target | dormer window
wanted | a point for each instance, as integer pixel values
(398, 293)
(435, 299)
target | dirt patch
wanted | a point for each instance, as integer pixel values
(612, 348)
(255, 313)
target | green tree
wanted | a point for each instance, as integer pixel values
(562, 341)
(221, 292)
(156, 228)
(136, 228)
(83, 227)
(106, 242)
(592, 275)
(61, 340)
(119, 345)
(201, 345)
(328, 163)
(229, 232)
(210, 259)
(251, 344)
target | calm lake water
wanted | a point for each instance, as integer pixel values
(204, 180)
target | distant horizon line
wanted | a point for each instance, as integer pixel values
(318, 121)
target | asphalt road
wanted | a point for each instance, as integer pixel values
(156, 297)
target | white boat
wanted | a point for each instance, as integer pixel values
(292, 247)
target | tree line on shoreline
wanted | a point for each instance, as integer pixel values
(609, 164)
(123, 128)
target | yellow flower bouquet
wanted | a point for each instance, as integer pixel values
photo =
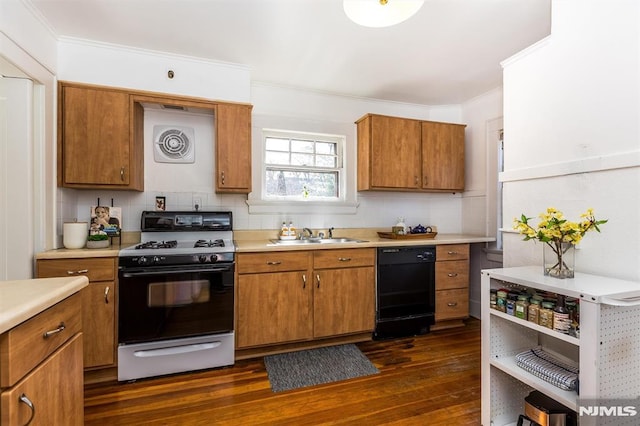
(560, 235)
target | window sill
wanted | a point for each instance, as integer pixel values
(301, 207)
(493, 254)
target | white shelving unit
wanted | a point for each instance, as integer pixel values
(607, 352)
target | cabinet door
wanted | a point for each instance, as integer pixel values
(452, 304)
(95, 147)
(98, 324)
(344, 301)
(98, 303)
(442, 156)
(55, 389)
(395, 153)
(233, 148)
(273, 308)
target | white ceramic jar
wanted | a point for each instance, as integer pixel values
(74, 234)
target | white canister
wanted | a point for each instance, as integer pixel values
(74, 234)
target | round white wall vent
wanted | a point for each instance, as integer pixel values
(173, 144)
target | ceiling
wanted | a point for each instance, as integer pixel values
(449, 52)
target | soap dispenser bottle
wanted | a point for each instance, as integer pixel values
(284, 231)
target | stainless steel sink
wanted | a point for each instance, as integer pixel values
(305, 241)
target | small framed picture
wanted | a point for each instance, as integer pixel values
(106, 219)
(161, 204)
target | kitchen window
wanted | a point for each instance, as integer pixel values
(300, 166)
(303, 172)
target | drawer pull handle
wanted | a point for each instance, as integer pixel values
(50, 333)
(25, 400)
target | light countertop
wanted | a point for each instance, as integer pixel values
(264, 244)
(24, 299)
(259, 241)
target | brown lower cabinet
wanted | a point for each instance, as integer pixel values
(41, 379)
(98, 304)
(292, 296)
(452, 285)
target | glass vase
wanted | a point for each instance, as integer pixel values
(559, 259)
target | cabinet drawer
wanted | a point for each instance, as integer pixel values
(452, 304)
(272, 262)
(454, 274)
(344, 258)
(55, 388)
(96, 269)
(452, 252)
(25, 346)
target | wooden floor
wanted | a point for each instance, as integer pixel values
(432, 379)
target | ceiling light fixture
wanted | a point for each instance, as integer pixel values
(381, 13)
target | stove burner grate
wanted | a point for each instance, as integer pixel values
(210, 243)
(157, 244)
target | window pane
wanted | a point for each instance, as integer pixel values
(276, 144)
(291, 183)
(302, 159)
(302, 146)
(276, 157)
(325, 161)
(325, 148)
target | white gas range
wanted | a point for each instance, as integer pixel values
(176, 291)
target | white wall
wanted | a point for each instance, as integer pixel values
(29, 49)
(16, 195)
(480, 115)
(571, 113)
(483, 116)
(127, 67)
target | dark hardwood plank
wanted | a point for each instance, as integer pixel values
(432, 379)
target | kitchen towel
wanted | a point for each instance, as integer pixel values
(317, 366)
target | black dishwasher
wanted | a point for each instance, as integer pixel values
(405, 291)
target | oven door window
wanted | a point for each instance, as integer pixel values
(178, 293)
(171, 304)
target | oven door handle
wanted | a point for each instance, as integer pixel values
----------------
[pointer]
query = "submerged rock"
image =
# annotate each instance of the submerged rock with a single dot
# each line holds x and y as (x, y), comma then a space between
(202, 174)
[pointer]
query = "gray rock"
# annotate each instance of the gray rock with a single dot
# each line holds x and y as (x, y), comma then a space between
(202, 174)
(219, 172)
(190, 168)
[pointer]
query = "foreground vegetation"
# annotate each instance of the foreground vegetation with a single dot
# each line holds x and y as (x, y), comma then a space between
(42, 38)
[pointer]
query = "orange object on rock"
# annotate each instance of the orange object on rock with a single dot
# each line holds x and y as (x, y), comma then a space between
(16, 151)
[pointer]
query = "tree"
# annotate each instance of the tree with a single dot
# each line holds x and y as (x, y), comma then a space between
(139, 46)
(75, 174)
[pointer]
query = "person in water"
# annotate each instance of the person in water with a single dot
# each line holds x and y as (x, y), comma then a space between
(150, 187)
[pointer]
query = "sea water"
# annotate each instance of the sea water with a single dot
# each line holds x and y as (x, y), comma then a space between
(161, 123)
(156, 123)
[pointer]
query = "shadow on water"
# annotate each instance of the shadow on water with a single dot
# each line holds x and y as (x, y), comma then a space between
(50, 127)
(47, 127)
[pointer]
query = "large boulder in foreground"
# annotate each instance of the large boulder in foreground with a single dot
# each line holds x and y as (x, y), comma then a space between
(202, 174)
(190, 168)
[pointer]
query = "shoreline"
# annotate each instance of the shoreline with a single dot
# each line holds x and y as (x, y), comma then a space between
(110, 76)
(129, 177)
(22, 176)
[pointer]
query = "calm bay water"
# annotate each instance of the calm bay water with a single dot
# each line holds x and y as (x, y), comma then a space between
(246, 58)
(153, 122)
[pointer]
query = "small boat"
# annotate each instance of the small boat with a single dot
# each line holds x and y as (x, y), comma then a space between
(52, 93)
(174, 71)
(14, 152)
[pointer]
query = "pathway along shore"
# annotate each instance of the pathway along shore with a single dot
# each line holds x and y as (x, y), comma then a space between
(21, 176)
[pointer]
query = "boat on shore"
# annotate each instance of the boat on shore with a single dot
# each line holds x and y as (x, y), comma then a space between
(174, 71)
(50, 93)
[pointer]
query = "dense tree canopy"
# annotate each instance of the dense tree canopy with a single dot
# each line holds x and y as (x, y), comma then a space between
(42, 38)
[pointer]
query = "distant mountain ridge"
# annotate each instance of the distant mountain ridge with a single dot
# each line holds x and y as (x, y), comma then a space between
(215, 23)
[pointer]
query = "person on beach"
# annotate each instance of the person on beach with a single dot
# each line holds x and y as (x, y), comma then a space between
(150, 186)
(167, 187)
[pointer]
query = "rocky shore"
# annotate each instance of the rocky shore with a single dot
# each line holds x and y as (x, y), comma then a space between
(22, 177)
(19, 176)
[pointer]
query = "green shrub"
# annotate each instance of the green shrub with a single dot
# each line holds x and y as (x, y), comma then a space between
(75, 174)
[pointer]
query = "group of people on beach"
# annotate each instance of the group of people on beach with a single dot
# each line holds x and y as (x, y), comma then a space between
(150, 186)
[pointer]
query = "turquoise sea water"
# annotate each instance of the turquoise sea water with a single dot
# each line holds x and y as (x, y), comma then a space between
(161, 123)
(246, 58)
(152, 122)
----------------
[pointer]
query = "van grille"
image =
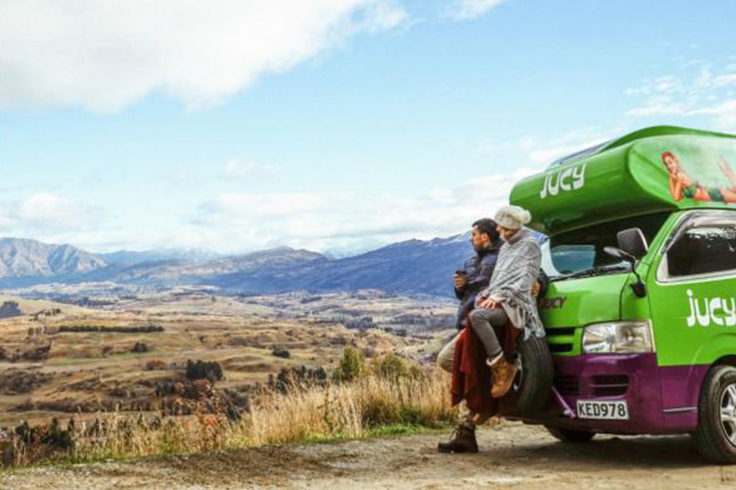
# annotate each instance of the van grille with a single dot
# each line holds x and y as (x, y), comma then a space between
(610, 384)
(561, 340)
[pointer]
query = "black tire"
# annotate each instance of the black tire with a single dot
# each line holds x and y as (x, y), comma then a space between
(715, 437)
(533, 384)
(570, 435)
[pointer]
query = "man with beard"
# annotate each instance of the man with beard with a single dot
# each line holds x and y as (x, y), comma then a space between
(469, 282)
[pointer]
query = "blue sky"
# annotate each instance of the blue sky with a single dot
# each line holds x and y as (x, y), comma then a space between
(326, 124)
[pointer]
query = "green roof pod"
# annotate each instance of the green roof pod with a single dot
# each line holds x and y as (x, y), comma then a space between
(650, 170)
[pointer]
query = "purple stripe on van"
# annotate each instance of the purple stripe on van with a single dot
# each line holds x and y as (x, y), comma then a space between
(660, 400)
----------------
▸ EXERCISE DETAILS:
Look through the entries and return every line where "mountain" appears.

▸ THE ANSWER:
query = "distant mountain ridge"
# annotate each instance of the distant mountain ridge with a single dot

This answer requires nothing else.